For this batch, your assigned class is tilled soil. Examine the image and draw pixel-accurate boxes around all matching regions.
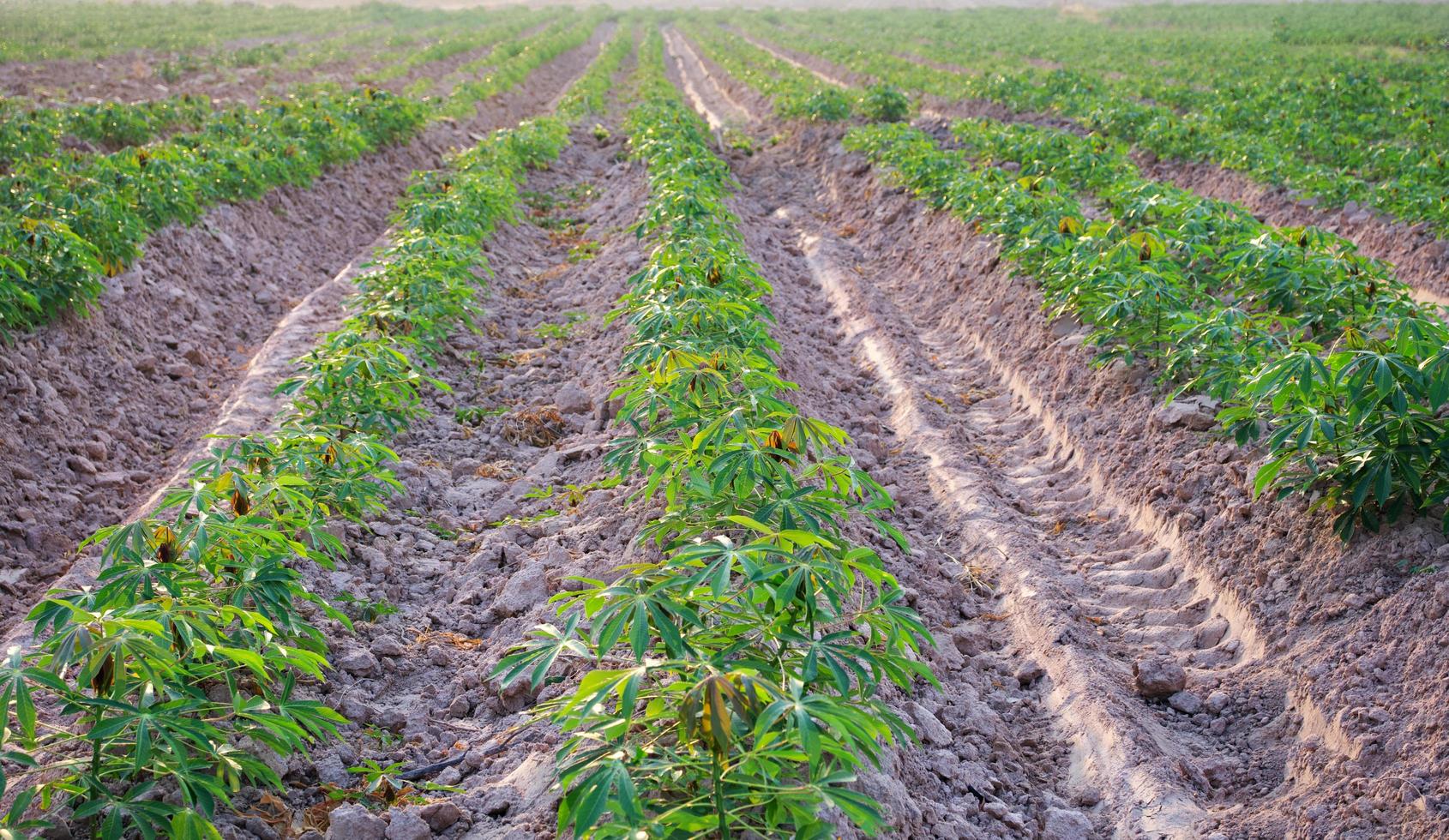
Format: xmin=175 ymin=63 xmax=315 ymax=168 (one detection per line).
xmin=0 ymin=29 xmax=607 ymax=628
xmin=669 ymin=39 xmax=1449 ymax=837
xmin=0 ymin=41 xmax=362 ymax=105
xmin=207 ymin=121 xmax=646 ymax=838
xmin=226 ymin=115 xmax=1091 ymax=837
xmin=730 ymin=38 xmax=1449 ymax=306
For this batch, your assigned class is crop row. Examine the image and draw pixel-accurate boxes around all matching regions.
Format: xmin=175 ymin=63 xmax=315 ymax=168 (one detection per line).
xmin=0 ymin=112 xmax=567 ymax=838
xmin=664 ymin=21 xmax=911 ymax=122
xmin=0 ymin=94 xmax=212 ymax=166
xmin=0 ymin=10 xmax=550 ymax=168
xmin=846 ymin=120 xmax=1449 ymax=539
xmin=0 ymin=15 xmax=600 ymax=334
xmin=739 ymin=16 xmax=1449 ymax=235
xmin=684 ymin=26 xmax=851 ymax=120
xmin=0 ymin=23 xmax=646 ymax=838
xmin=496 ymin=32 xmax=933 ymax=837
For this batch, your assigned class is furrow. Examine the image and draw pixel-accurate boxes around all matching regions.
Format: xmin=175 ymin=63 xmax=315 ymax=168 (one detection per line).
xmin=736 ymin=141 xmax=1296 ymax=837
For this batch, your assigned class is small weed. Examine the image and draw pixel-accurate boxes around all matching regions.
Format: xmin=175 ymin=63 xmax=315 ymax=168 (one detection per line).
xmin=454 ymin=405 xmax=508 ymax=426
xmin=568 ymin=239 xmax=600 ymax=262
xmin=502 ymin=408 xmax=567 ymax=446
xmin=424 ymin=521 xmax=462 ymax=543
xmin=334 ymin=592 xmax=397 ymax=624
xmin=533 ymin=311 xmax=588 ymax=342
xmin=489 ymin=508 xmax=558 ymax=529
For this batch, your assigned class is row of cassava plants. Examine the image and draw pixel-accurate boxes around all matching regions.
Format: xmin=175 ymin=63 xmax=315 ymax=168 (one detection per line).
xmin=0 ymin=117 xmax=568 ymax=840
xmin=672 ymin=23 xmax=852 ymax=122
xmin=846 ymin=120 xmax=1449 ymax=540
xmin=731 ymin=15 xmax=1449 ymax=235
xmin=685 ymin=23 xmax=911 ymax=123
xmin=0 ymin=94 xmax=212 ymax=166
xmin=0 ymin=13 xmax=601 ymax=336
xmin=0 ymin=10 xmax=548 ymax=170
xmin=496 ymin=32 xmax=935 ymax=837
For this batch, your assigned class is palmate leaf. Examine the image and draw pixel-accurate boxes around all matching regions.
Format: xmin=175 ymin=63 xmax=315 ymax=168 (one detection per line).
xmin=491 ymin=613 xmax=592 ymax=688
xmin=558 ymin=759 xmax=643 ymax=836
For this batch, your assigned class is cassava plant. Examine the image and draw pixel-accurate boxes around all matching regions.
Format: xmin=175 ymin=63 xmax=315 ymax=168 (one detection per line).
xmin=497 ymin=33 xmax=933 ymax=837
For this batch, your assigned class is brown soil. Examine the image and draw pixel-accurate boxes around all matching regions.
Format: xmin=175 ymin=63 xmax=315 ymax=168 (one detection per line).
xmin=0 ymin=30 xmax=604 ymax=628
xmin=0 ymin=32 xmax=519 ymax=105
xmin=749 ymin=30 xmax=1449 ymax=306
xmin=669 ymin=44 xmax=1449 ymax=837
xmin=1138 ymin=153 xmax=1449 ymax=306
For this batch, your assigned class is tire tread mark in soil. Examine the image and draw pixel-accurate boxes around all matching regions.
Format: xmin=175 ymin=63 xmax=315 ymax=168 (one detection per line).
xmin=736 ymin=147 xmax=1304 ymax=836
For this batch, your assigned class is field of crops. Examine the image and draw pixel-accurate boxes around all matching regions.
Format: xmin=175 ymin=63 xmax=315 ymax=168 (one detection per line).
xmin=0 ymin=0 xmax=1449 ymax=840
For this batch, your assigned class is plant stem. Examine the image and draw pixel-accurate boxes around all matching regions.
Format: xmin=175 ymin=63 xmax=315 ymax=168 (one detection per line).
xmin=710 ymin=752 xmax=729 ymax=840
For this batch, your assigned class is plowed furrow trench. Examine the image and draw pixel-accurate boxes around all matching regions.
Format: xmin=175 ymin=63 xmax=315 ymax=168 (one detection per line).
xmin=730 ymin=135 xmax=1284 ymax=837
xmin=0 ymin=26 xmax=611 ymax=639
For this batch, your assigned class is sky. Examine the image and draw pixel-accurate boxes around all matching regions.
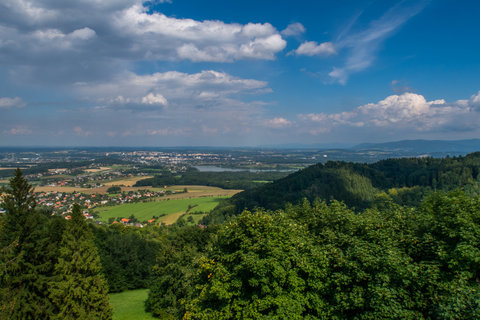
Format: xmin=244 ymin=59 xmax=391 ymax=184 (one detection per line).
xmin=0 ymin=0 xmax=480 ymax=147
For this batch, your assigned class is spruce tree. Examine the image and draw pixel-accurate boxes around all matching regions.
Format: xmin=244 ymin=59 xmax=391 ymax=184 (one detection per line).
xmin=0 ymin=169 xmax=56 ymax=319
xmin=50 ymin=204 xmax=112 ymax=319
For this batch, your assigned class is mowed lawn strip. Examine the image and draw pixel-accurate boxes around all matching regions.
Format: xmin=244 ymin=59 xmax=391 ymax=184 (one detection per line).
xmin=96 ymin=196 xmax=228 ymax=223
xmin=110 ymin=289 xmax=157 ymax=320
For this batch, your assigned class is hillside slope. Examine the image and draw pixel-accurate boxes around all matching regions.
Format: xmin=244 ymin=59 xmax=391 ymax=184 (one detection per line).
xmin=205 ymin=152 xmax=480 ymax=223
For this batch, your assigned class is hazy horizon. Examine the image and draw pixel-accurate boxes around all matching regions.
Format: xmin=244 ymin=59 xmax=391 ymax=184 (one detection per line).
xmin=0 ymin=0 xmax=480 ymax=147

• Tâche écrite: Recopiez à l'identique l'ensemble des entrées ci-dessus, ligne par ligne, en omettant les images.

• Réponse écrite:
For this batch, your assigned class is tilled soil. Examine the image and draw pixel-accurate boxes around all matching regions.
Format: xmin=175 ymin=63 xmax=315 ymax=168 (one detection per line).
xmin=0 ymin=29 xmax=607 ymax=628
xmin=669 ymin=39 xmax=1449 ymax=837
xmin=0 ymin=41 xmax=362 ymax=105
xmin=207 ymin=121 xmax=646 ymax=838
xmin=226 ymin=115 xmax=1091 ymax=837
xmin=730 ymin=38 xmax=1449 ymax=306
For this batch, your assigned class is crop row. Examine the image and draw pixel-accurate boxes around all matching regions.
Format: xmin=175 ymin=63 xmax=315 ymax=168 (one detection per line).
xmin=0 ymin=112 xmax=567 ymax=838
xmin=664 ymin=21 xmax=911 ymax=122
xmin=0 ymin=94 xmax=212 ymax=166
xmin=0 ymin=10 xmax=550 ymax=168
xmin=846 ymin=120 xmax=1449 ymax=539
xmin=0 ymin=15 xmax=600 ymax=334
xmin=739 ymin=16 xmax=1449 ymax=235
xmin=684 ymin=26 xmax=851 ymax=120
xmin=0 ymin=23 xmax=646 ymax=838
xmin=496 ymin=32 xmax=933 ymax=837
For this batch, your assigned class is furrow. Examine the image and draw pixel-accurate boxes around all matching regions.
Format: xmin=175 ymin=63 xmax=315 ymax=168 (one detection per line).
xmin=736 ymin=141 xmax=1296 ymax=837
For this batch, your assigned class is small weed. Examine the image and draw pixel-accurate boxes around all matching regions.
Format: xmin=175 ymin=63 xmax=315 ymax=168 (one detection per line).
xmin=454 ymin=405 xmax=508 ymax=426
xmin=568 ymin=239 xmax=600 ymax=262
xmin=502 ymin=408 xmax=567 ymax=446
xmin=424 ymin=521 xmax=462 ymax=543
xmin=334 ymin=592 xmax=397 ymax=624
xmin=533 ymin=311 xmax=588 ymax=342
xmin=489 ymin=508 xmax=558 ymax=529
For this batch, your assigned class is row of cassava plants. Examine the image and draw pixel-accurate boxes around all matching regions.
Format: xmin=175 ymin=63 xmax=315 ymax=168 (one detection per line).
xmin=0 ymin=117 xmax=568 ymax=840
xmin=672 ymin=23 xmax=852 ymax=122
xmin=846 ymin=120 xmax=1449 ymax=540
xmin=731 ymin=15 xmax=1449 ymax=235
xmin=685 ymin=23 xmax=911 ymax=123
xmin=0 ymin=94 xmax=212 ymax=166
xmin=0 ymin=13 xmax=601 ymax=336
xmin=0 ymin=10 xmax=548 ymax=170
xmin=496 ymin=32 xmax=935 ymax=837
For this batch, your assigned class is palmate leaf. Examine the image and draw pixel-accurate boxes around all matching regions.
Format: xmin=175 ymin=63 xmax=315 ymax=168 (one detection per line).
xmin=491 ymin=613 xmax=592 ymax=688
xmin=558 ymin=759 xmax=643 ymax=836
For this batch, your assigned class is cassava plant. Examine the image and draw pixel-accurate boxes around all matching regions.
Format: xmin=175 ymin=63 xmax=315 ymax=168 (one detection per line).
xmin=497 ymin=33 xmax=933 ymax=837
For this batch, your assigned class is brown soil. Examine the image and draw pixel-accurate boxes around all matching regions.
Format: xmin=175 ymin=63 xmax=315 ymax=168 (one detection per line).
xmin=0 ymin=30 xmax=604 ymax=628
xmin=0 ymin=32 xmax=519 ymax=105
xmin=749 ymin=30 xmax=1449 ymax=306
xmin=669 ymin=44 xmax=1449 ymax=837
xmin=1138 ymin=153 xmax=1449 ymax=306
For this batch, your assigned class is tire tread mark in soil. Examine the image and draw pixel-accurate boxes around all matching regions.
Format: xmin=175 ymin=63 xmax=315 ymax=168 (one detection per line).
xmin=736 ymin=147 xmax=1304 ymax=836
For this batch, your assigned class is field of crops. Examine the image and draw pixel-accurate boxes around all matching regions.
Format: xmin=175 ymin=63 xmax=315 ymax=168 (one detection per line).
xmin=0 ymin=0 xmax=1449 ymax=840
For this batch, your assigned class is plant stem. Examine the image and draw pixel-accurate boxes around all matching regions.
Format: xmin=175 ymin=63 xmax=315 ymax=168 (one detection per line).
xmin=710 ymin=752 xmax=729 ymax=840
For this batch, your assigned class is plowed furrow trench. Examine the image and draw pixel-accurate boxes around all matching regions.
Format: xmin=175 ymin=63 xmax=315 ymax=168 (one detection per line).
xmin=730 ymin=135 xmax=1284 ymax=837
xmin=0 ymin=26 xmax=611 ymax=639
For this batch, your assigned class is sky. Examine the image and draw pixel-accurate boxes around all matching regions.
Format: xmin=244 ymin=59 xmax=391 ymax=184 (one detection per line).
xmin=0 ymin=0 xmax=480 ymax=147
For this batch, your assigned class is spruce tree. Examine the image and draw pixel-accurate boxes around all matching regions.
Format: xmin=244 ymin=59 xmax=391 ymax=184 (one detection per line).
xmin=0 ymin=169 xmax=56 ymax=319
xmin=50 ymin=204 xmax=112 ymax=319
For this batch, your assigned class is mowed lawn strip. Examine the image and draw pixel-accurate boxes around all matching regions.
Format: xmin=244 ymin=59 xmax=391 ymax=184 (one detection per line).
xmin=96 ymin=196 xmax=228 ymax=223
xmin=110 ymin=289 xmax=157 ymax=320
For this batch, your assigned class is hillside slope. Examine the image and draw pixel-accurate boxes around all matching regions.
Format: xmin=244 ymin=59 xmax=391 ymax=184 (one detection per line).
xmin=205 ymin=152 xmax=480 ymax=223
For this batch, your assigned class is hazy horizon. Examine the image and draw pixel-accurate boxes around all matching regions.
Format: xmin=244 ymin=59 xmax=391 ymax=184 (one detection per line).
xmin=0 ymin=0 xmax=480 ymax=147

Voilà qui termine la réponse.